§ EXERCISE PROMPT
Copy word for word the part of the text on sheltering assets to obtain Medicaid, starting at "There are several" and ending at "gifts they receive.".

Shelter Assets to Obtain Medicaid
Nursing homes provide a valuable service for elderly and disabled individuals who cannot adequately care for themselves. The cost of this care can be steep, however. A typical nursing home stay costs an average of $50,000 a year. Medicaid, a federal insurance program for low-income individuals, will cover nursing home care, but you may not be able to qualify for that care until you have exhausted your existing assets. Unfortunately, this leaves you without the financial security you previously enjoyed if you decide to return home. It also absorbs money you might prefer that your loved ones inherit after you pass away. While hiding assets from the government is a criminal offense, you can legally shelter certain assets and avoid using them to pay for the high cost of a nursing home stay.
There are several ways to obtain Medicaid. The easiest way is to gift away your assets during life. However, you may lose certain taxable benefits in doing so. In the case of Medicaid, any assets you transfer within the five years prior to entering a care facility are subject to seizure after your death. Transferring funds before you fall ill shelters your money and ensures your family members can legally keep the gifts they receive.
A “life estate” for your real estate, naming you as the life tenant and a loved one you trust as the remainderman, with future ownership interest in the property. As a life tenant, you retain the right to continue living in your home until your death. After your death, ownership in the property is transferred to your loved one, which prevents the state from making a claim against it. If you create a life estate and transfer real estate, you’ll incur no penalty if you enter a nursing home, provided the transfer occurred at least five years before your illness. If you enter a nursing home within that five-year window, however, you may incur a financial penalty for transferring property that would otherwise have been available for estate recovery.
Another method is to shelter your money through an irrevocable trust. Unlike a living trust, an irrevocable trust is exempt from nursing home costs. You cannot receive principal from the irrevocable trust, but the periodic interest and dividends you receive from the trust are safe from seizure. Unlike life estate, you can place any tangible or real property into an irrevocable trust.

[Image point grounding data]
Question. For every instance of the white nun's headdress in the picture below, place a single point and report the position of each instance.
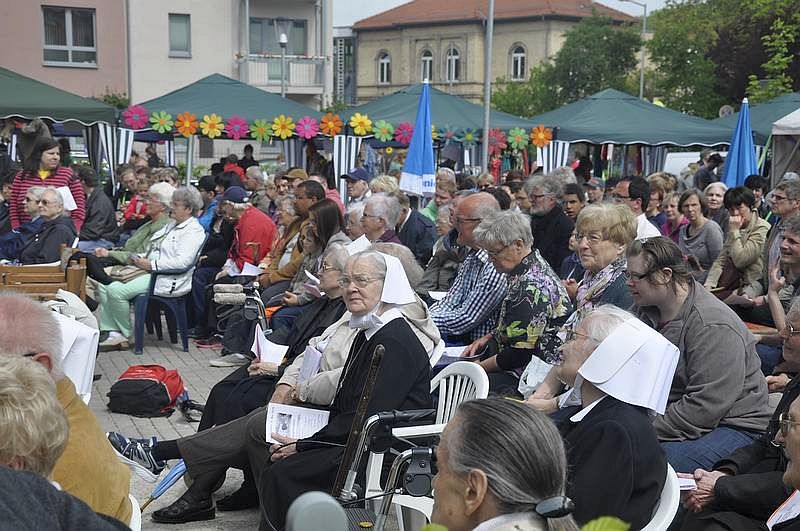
(635, 364)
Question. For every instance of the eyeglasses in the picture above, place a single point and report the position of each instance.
(358, 281)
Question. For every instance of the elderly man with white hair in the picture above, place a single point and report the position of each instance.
(88, 468)
(381, 212)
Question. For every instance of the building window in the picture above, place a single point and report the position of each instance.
(518, 71)
(180, 35)
(69, 37)
(384, 69)
(426, 61)
(452, 65)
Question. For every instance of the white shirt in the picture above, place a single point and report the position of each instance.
(645, 229)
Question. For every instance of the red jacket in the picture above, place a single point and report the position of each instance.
(61, 176)
(253, 227)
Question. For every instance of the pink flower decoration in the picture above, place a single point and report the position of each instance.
(236, 127)
(306, 127)
(403, 132)
(136, 116)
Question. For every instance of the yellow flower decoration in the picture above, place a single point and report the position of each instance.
(283, 127)
(360, 123)
(212, 125)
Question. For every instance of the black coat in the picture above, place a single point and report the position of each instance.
(45, 246)
(418, 234)
(616, 466)
(403, 382)
(551, 234)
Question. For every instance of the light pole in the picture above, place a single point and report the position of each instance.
(643, 5)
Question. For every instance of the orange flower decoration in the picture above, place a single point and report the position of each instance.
(186, 124)
(541, 136)
(331, 124)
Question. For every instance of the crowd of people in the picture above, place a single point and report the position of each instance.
(614, 320)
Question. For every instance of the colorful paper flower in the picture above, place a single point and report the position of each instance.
(331, 124)
(136, 116)
(283, 127)
(403, 133)
(212, 125)
(384, 131)
(236, 127)
(541, 136)
(469, 137)
(518, 138)
(361, 124)
(259, 130)
(497, 141)
(162, 122)
(306, 127)
(186, 124)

§ TASK RESPONSE
There are several ways to obtain Medicaid. The easiest way is to gift away your assets during life. However, you may lose certain taxable benefits in doing so. In the case of Medicaid, any assets you transfer within the five years prior to entering a care facility are subject to seizure after your death. Transferring funds before you fall ill shelters your money and ensures your family members can legally keep the gifts they receive.